- Problem to work on
Please reproduce, word for word, the lines between the line holding "Can you tell me where the bathtub rim" and the line holding "top-left (129, 267), bottom-right (144, 276)", inclusive, and give only those lines.
++++ Task inputs ++++
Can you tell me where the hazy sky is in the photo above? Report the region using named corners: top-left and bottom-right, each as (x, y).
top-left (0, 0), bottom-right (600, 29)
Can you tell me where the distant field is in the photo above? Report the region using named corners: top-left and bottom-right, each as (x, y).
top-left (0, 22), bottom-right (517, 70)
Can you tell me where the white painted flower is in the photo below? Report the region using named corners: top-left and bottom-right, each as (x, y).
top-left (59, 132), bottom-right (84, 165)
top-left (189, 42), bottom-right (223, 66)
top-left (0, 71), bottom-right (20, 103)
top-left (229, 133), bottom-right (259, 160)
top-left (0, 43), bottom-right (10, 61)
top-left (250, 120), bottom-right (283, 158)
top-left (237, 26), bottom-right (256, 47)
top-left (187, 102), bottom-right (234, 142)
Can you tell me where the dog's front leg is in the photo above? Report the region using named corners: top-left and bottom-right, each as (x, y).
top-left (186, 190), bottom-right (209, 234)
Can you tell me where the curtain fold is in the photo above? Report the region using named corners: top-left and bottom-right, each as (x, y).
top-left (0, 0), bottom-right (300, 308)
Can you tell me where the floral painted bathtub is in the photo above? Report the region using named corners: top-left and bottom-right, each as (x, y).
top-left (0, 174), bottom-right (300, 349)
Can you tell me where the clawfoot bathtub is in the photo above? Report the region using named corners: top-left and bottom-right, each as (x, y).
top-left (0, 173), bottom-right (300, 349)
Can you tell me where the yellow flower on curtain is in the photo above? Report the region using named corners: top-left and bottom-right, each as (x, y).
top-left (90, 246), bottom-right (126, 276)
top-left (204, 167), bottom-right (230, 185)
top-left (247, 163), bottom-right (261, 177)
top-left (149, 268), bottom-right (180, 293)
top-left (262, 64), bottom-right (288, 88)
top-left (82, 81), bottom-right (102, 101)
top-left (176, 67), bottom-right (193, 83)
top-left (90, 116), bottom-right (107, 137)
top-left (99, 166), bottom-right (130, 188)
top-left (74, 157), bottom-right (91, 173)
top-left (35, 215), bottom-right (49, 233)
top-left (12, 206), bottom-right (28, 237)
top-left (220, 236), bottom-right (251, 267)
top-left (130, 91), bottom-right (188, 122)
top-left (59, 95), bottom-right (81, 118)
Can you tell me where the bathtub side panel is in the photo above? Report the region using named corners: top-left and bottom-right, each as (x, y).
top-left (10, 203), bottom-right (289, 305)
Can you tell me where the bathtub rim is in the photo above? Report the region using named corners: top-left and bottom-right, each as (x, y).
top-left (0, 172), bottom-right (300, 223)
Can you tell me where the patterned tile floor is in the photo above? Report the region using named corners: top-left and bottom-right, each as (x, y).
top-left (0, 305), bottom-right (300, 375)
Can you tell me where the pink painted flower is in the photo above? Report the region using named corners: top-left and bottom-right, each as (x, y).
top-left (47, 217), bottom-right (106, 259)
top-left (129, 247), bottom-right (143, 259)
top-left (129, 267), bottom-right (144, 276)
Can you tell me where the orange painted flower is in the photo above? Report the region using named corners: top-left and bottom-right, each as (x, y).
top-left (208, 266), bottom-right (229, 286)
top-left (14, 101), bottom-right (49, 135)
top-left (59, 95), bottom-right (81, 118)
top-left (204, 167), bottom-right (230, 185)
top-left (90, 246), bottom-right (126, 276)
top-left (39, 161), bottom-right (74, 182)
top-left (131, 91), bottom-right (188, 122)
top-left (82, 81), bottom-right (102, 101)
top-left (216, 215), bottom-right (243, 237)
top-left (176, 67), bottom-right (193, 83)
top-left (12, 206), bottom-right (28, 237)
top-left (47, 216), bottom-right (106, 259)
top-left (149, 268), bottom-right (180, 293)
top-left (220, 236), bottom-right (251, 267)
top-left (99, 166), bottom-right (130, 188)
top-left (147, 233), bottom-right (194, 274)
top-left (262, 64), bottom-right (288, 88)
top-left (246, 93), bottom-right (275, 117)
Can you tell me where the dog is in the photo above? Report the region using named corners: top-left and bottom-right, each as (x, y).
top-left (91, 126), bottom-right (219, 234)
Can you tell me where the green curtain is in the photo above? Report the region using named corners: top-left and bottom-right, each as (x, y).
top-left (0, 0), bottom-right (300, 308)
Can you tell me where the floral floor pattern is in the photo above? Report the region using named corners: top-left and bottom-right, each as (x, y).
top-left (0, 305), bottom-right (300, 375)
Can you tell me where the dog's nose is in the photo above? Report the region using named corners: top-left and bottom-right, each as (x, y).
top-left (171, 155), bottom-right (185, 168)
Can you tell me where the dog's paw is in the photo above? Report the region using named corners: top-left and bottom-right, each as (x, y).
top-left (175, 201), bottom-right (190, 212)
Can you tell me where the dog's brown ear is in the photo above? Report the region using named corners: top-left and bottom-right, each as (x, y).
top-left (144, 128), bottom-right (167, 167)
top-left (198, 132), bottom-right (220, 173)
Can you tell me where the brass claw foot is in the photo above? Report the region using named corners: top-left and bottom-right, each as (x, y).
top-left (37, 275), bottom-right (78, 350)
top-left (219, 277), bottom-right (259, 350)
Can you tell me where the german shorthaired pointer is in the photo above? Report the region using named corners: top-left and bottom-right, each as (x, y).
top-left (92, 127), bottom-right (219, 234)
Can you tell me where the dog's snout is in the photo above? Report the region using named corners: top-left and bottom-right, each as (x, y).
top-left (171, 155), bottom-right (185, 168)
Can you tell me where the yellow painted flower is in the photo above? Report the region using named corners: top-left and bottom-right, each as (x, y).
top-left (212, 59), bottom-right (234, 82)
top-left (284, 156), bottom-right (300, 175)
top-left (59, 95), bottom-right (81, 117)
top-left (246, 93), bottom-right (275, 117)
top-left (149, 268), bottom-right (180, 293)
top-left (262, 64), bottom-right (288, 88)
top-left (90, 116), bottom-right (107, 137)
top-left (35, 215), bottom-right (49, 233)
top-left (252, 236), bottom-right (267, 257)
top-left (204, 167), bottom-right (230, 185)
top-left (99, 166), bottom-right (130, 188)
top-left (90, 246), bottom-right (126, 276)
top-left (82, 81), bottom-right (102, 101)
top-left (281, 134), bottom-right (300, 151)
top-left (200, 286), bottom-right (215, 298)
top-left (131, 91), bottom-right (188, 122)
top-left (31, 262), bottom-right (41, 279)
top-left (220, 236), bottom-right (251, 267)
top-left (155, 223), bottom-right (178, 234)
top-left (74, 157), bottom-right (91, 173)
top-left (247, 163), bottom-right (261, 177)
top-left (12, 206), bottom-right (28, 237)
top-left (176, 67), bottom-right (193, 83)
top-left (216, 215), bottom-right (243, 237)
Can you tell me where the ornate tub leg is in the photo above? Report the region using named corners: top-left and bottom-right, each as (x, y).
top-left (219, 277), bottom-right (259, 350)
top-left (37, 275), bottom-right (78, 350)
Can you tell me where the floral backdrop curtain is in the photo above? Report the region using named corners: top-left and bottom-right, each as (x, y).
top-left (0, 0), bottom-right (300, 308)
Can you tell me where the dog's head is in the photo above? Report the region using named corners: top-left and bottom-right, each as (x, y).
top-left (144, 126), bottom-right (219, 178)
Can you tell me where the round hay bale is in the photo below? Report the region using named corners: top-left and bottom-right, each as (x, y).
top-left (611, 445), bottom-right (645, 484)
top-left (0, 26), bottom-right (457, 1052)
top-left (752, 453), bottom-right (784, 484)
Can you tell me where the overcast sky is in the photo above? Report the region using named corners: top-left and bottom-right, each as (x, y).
++++
- Response to this task
Can you tell me where the bathtub rim is in the photo above? Report the region using named corners: top-left and bottom-right, each as (x, y).
top-left (0, 172), bottom-right (300, 223)
Can you tell me where the patterned tile floor is in the photo above? Report the region using named corners: top-left and bottom-right, each as (x, y).
top-left (0, 305), bottom-right (300, 375)
Can you tell me where the pink painted flower is in the photo above? Report the region using named corners: top-left and bottom-right, each as (x, y).
top-left (47, 217), bottom-right (106, 259)
top-left (129, 247), bottom-right (143, 259)
top-left (129, 267), bottom-right (144, 276)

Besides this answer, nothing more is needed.